>> Start SELECTED PASSAGE

So believe and smile, Eugene, Things will be better and nothing can stop you from achieving whatever you want to.

Thursday, April 28, 2016

28 on 28 April 2016

Its my 28th year on this planet earth and here I am, sitting on a bar in Chye Seng Huat Hardware Coffee Shop. Waiting for my artisanal coffee being prepared by the barista at a corner. 28 years already.

It seems that I have lived a long time and that in my current state of some of my friends, they are already Dads and head of the family. Its like at 28 , we are expected to be matured and handle a lot of adult responsibilities. In actual fact, most of us , especially degree holders, we have only just entered the workforce a little more then 3 years ago. Seriously, I used to think that 30 years old is a pretty big number, its a number that one should be already married and that in a few years time, you are expected to be preparing to have a kid. And that Cat, recently, wanted to pursue Masters and a possibility that she might extend her stay in Ernst & Young, kind of alarm me. Marriage, wedding and stuff is at times to me, a bit of an obligation to my Grandparents. My Grandparents whom have been hoping to see their grandson start a family. To them, its like their wishes have been fulfilled. My Ah Gong, whom passed away earlier, did not get the chance to see Charmaine and Derek got married, to see his great-grandson. I know that Popo would want to see me get married too. And she is getting older too as well as my Gong-gong. 

However, I also know that I do not want to shortchange Cat's dreams as well. From a rational point of view, I am fully supportive of her dreams for a Masters. The young ones should not forsake their dreams for the older ones unless they are able to accommodate them. For her reason to possibly extend an additional year to get a better pay, I am not sure of that as her 1 year out of the workforce, will not be able to guarantee a similar pay scheme in the future. Of course, it will be higher then if she quit as plan. Additionally, I am also worried about the timeline for Cat to have kids. The golden period is from 30 to 40, and the nearer to 40, the more dangerous it is. In this aspect, I have to be the one to plan and accommodate these events that may/may not happen. Its a bit exciting and scary if you ask me. Don't get me started on housing as well. If we BTO as plan, then its another 5 years of waiting(Cat will be approximate 34). And logically, it will be more conducive to have kids if the place is ours, rather than a rented unit. So, if cat decides to extend an additional year, I might want to look at resale flats. Actually we should have look at it regardless of that decision. 

So, as you see, being 28 brings their own fair share of adult responsibilities. Having said that, for guys, its alright, I am just worried about Cat's health and also my grandparents wishes. Its a bit daunting and that being 28, its a bit unlike the ideal ' its my life, my own decisions' thought. Of course, its up to individual on how they want to live their life. Most importantly, its to live life happily and ensure that your partner is also happy. If cat decides to stay an additional year because of the exposure and the higher pay, and that she will regret in the future, I rather she just extend. That's my bottom line I guess. Like I said, the young ones should not sacrifice their dreams for the older ones.

>> End SELECTED PASSAGE
>> Start PROVIDED DATA

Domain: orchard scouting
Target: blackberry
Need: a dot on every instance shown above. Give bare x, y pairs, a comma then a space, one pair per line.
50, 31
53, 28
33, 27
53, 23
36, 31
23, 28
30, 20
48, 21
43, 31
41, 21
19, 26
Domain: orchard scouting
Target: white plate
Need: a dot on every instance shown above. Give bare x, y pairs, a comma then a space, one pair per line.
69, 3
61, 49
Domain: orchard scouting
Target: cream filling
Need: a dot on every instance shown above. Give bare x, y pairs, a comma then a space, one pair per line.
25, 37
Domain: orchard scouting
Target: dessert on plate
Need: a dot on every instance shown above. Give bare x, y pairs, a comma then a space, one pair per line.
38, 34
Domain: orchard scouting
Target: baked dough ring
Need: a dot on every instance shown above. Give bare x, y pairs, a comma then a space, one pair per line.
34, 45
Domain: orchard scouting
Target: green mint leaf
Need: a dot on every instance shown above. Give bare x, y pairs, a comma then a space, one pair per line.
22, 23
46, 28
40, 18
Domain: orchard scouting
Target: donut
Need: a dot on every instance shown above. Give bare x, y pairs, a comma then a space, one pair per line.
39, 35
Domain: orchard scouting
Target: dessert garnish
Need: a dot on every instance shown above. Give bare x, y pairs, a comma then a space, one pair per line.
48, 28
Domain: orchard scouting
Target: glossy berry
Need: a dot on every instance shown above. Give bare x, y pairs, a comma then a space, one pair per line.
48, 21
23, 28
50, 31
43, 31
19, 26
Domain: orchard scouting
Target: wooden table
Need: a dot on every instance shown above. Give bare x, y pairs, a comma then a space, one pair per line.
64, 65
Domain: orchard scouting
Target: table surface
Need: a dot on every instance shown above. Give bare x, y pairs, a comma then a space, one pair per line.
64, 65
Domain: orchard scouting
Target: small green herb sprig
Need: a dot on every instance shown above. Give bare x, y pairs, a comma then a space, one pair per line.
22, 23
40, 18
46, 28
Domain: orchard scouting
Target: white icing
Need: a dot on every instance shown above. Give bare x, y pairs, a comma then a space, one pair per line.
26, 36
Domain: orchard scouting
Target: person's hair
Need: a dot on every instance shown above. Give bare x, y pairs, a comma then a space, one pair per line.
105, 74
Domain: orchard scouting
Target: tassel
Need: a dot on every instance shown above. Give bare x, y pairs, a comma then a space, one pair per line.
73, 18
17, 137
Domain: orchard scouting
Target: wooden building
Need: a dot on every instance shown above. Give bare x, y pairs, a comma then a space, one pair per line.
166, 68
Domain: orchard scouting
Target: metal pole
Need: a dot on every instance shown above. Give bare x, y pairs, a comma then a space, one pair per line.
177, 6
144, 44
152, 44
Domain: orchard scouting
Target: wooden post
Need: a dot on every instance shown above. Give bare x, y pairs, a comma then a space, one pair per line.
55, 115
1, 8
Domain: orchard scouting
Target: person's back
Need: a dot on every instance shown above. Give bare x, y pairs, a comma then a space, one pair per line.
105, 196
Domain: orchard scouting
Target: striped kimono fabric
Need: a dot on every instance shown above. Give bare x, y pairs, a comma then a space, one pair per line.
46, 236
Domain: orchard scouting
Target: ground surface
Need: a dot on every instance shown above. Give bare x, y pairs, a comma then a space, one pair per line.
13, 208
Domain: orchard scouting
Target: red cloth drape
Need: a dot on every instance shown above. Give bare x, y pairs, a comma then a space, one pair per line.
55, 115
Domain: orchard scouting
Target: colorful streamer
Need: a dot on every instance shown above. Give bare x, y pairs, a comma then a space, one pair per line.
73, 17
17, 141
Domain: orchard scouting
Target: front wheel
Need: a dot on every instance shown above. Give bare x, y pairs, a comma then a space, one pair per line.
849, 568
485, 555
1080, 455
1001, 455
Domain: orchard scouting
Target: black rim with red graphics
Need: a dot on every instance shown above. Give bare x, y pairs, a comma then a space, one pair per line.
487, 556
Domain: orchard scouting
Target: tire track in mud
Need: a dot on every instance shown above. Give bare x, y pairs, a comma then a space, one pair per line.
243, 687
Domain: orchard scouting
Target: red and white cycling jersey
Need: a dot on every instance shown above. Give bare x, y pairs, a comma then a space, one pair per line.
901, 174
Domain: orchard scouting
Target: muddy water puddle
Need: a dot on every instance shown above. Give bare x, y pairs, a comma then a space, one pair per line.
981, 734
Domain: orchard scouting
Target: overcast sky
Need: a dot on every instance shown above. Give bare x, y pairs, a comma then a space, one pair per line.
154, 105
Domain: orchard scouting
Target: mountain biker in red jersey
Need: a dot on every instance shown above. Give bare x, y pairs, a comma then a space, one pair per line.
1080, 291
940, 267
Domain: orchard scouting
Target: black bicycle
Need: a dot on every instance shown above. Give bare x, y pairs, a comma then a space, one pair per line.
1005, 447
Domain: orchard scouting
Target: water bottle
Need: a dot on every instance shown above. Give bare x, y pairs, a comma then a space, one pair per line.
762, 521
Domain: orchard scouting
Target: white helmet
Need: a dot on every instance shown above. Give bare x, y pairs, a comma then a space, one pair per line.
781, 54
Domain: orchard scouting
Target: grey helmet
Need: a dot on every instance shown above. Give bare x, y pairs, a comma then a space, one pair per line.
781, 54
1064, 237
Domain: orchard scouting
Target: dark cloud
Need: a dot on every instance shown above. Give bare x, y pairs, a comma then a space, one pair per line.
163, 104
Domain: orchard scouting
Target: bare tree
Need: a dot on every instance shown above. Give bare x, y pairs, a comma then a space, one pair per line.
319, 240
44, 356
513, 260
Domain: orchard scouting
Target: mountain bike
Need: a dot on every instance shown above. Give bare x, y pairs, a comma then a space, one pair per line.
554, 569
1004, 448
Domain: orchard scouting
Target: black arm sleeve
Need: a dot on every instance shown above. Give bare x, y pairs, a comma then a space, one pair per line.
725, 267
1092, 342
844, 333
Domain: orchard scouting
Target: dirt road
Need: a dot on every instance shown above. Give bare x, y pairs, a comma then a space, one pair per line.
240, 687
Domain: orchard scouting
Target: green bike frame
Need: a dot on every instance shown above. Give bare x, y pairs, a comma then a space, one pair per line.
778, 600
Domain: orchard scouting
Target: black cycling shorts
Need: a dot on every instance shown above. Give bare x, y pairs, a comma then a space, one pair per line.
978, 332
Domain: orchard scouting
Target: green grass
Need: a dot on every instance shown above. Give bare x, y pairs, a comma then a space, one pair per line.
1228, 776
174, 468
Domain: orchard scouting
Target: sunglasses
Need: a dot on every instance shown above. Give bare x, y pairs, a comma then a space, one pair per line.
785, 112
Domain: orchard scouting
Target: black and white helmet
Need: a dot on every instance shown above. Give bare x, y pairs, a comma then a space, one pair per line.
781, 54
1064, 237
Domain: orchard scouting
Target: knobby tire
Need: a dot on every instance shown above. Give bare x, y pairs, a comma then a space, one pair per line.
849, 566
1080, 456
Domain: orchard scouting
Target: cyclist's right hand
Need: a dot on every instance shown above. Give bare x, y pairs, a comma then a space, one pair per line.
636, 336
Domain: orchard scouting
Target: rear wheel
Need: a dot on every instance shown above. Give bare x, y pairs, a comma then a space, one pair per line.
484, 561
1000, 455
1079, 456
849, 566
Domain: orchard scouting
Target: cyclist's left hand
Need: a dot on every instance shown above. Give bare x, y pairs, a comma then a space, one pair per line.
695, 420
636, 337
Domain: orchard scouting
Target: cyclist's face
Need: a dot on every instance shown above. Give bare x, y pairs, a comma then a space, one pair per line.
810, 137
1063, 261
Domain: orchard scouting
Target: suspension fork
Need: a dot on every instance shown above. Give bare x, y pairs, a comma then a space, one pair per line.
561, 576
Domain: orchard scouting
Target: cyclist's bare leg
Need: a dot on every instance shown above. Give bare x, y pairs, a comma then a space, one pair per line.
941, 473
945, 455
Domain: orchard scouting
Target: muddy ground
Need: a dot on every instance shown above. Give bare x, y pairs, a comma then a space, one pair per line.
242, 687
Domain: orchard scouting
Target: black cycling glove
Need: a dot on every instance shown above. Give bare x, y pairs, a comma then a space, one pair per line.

>> End PROVIDED DATA

> **TASK STATEMENT**
Reproduce word for word the part of the birthday post that begins with "Its my 28th" and ends with "28 years already.".

> **SOLUTION FOR THIS EXERCISE**
Its my 28th year on this planet earth and here I am, sitting on a bar in Chye Seng Huat Hardware Coffee Shop. Waiting for my artisanal coffee being prepared by the barista at a corner. 28 years already.